▶ What the exercise asks:
Rewrite the entries below, switching every "plot-scouting record" to "location-scouting log" and leaving everything else unchanged.

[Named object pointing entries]
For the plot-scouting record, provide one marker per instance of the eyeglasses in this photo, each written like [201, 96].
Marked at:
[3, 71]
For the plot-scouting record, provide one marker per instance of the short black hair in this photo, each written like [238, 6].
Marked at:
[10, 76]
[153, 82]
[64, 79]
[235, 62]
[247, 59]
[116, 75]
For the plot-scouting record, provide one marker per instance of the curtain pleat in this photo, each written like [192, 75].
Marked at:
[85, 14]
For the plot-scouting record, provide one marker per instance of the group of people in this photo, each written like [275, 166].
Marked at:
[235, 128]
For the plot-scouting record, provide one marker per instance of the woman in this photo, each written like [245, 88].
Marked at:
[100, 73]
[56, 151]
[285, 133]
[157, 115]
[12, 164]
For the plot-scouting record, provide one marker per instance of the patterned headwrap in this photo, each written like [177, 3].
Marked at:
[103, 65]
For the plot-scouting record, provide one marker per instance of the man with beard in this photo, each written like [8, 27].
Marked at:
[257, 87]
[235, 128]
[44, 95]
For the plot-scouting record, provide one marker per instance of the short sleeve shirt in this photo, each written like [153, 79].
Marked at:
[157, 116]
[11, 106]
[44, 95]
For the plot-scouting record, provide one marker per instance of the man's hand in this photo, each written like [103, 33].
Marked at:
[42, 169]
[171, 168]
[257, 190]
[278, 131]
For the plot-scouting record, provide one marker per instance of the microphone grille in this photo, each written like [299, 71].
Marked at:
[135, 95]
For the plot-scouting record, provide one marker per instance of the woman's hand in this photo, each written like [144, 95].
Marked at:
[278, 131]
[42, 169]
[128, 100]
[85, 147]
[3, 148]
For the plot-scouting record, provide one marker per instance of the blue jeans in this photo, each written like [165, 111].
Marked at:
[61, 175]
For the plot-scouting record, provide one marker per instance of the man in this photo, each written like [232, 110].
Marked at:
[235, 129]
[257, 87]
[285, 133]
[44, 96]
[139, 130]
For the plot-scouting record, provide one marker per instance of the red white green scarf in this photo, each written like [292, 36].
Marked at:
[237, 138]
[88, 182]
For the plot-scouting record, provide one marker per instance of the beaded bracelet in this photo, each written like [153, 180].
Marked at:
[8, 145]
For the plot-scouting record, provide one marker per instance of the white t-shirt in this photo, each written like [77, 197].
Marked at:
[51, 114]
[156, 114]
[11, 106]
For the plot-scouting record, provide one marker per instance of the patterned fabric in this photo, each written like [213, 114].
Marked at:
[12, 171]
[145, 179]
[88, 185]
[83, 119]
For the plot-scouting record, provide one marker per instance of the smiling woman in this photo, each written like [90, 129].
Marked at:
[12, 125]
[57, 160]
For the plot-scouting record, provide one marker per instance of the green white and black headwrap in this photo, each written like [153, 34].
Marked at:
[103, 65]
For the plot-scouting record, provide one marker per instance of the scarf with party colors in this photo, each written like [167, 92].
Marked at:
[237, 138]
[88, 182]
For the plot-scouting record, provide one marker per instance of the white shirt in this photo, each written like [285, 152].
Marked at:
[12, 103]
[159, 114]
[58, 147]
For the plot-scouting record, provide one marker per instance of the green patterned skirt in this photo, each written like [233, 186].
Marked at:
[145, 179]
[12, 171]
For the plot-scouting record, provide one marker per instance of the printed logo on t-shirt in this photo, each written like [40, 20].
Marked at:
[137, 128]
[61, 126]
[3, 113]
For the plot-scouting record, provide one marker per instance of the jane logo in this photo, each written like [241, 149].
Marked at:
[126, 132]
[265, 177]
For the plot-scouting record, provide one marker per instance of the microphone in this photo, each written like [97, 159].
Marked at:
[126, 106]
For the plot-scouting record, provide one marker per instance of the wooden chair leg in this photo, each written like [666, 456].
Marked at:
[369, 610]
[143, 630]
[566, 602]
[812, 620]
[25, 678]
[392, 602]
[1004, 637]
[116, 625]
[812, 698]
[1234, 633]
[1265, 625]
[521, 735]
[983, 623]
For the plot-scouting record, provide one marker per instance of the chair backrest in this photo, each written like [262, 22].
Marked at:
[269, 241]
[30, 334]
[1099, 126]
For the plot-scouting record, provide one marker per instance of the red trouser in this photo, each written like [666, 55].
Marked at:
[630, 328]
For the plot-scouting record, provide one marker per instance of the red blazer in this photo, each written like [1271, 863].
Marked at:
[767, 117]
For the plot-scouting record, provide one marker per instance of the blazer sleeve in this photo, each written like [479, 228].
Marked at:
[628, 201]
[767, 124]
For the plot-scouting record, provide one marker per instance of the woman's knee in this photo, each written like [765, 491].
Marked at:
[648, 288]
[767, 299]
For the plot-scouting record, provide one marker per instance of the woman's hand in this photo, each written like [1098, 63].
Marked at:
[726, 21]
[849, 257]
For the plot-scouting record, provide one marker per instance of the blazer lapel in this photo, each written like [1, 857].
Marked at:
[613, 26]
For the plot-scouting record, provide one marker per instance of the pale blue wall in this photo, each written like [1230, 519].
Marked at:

▶ The reply:
For the location-scouting log, provide one marker per instance of the eyeglasses in this photo, each written like [201, 96].
Marked at:
[3, 71]
For the location-scouting log, provide one marker per instance of the short black hair in this photo, each written like [238, 6].
Marked at:
[10, 76]
[153, 82]
[64, 79]
[235, 62]
[247, 59]
[116, 75]
For the location-scouting log, provide one marker per instance of the curtain pleat in this photo, each written like [192, 75].
Marked at:
[85, 14]
For the location-scouting log, provide one marker per instance of the group of people in this photo, each written like [275, 166].
Marked at:
[235, 128]
For the location-scouting log, provide one marker per instance of the woman in this photo, each written like [245, 88].
Marked at:
[100, 73]
[56, 151]
[285, 133]
[157, 115]
[12, 164]
For the location-scouting log, provide one marker per instance of the patterned headwrap in this photo, each written like [177, 3].
Marked at:
[103, 65]
For the location-scouting log, provide one marker per instance of the man with beard in this photo, each written like [8, 27].
Marked at:
[257, 87]
[235, 128]
[44, 95]
For the location-scouting log, provide one marker per instance of the short sleeve shirt in this photo, each written like [153, 79].
Marked at:
[157, 116]
[11, 106]
[44, 95]
For the location-scouting log, provide one marker per instance of the man's hand in this photo, each written like [103, 33].
Marked at:
[42, 169]
[171, 168]
[257, 190]
[278, 131]
For the location-scouting log, provide one marker per instance of the microphone grille in this photo, each written like [299, 71].
Marked at:
[135, 95]
For the location-scouting log, provide one marker per instance of the woman's hand in this photo, each written like [144, 95].
Marked at:
[278, 131]
[42, 169]
[128, 100]
[85, 147]
[3, 148]
For the location-scouting log, provide one marker per instance of the blue jeans in this photo, each written like [165, 111].
Marked at:
[61, 175]
For the location-scouting log, provide one marker per instance of the man in this photo, each written like [232, 110].
Marked at:
[235, 129]
[257, 87]
[285, 133]
[44, 96]
[139, 130]
For the location-scouting log, provide one marker per instance of the red white green scarf in this photo, each written like [292, 36].
Marked at:
[237, 138]
[88, 182]
For the location-scouting log, provide one marker per instance of the beaded bracelet in this photo, each written like [153, 180].
Marked at:
[8, 145]
For the location-scouting log, provide one marker per instance of the white t-shirt in this photo, each written like [77, 197].
Marked at:
[51, 114]
[156, 114]
[11, 106]
For the location-scouting log, provide one marker per instance of the patterned fabric in this photo, each written like [213, 114].
Marked at:
[12, 171]
[145, 179]
[88, 185]
[83, 119]
For the location-scouting log, provide one marker per instance of the smiling woman in this photo, each written like [90, 129].
Marked at:
[12, 125]
[57, 160]
For the location-scouting log, provide one marker per instance of the green white and black headwrap in this photo, each written like [153, 34].
Marked at:
[103, 65]
For the location-scouting log, provide one marker per instance of the scarf with party colors in this photo, each written like [167, 92].
Marked at:
[237, 138]
[88, 182]
For the location-scouting log, provide one marker per instance of the white shirt in this photo, each written like [285, 152].
Marked at:
[12, 103]
[159, 114]
[58, 147]
For the location-scouting log, provide one marker per instance of the green patterned skirt in this photo, each written like [233, 186].
Marked at:
[145, 179]
[12, 171]
For the location-scouting log, provide one marker per instance of the printed logo on t-shirt in this photo, each written like [40, 20].
Marked at:
[137, 128]
[61, 126]
[3, 113]
For the location-scouting log, provide one marker per instance of the jane logo in this photo, each written like [241, 149].
Marked at:
[126, 132]
[265, 177]
For the location-scouting log, provide one marker per instance of the microphone in this photo, each written like [97, 159].
Marked at:
[126, 106]
For the location-scouting log, provide one marker per instance of the wooden chair leg in this photo, each written like [666, 456].
Marked at:
[369, 610]
[143, 630]
[566, 602]
[812, 620]
[25, 678]
[392, 602]
[1004, 637]
[116, 625]
[812, 698]
[1234, 633]
[1265, 625]
[521, 735]
[983, 623]
For the location-scouting log, provide one marker per instance of the chair backrest in this photo, each written like [262, 22].
Marked at:
[269, 241]
[30, 334]
[1099, 126]
For the location-scouting log, provide one marker per instance of the red trouser in this photo, each written like [666, 55].
Marked at:
[630, 328]
For the location-scouting log, provide one marker per instance of the red blazer in this photo, each written like [1271, 863].
Marked at:
[767, 117]
For the location-scouting log, provide one marker per instance of the blazer sleeve in this photo, each written like [479, 228].
Marked at:
[628, 201]
[767, 124]
For the location-scouting log, provide one marker per instance of the woman's knee in this photo, each written like [765, 491].
Marked at:
[648, 288]
[767, 299]
For the location-scouting log, provide one marker per instance of the woman's hand in this photo, each written like [1098, 63].
Marked at:
[726, 21]
[849, 257]
For the location-scouting log, provide one marker per instance of the blazer lapel in this photo, each written like [1, 857].
Marked at:
[613, 26]
For the location-scouting log, provide one marker per instance of the pale blue wall in this photo, each written like [1230, 519].
Marked at:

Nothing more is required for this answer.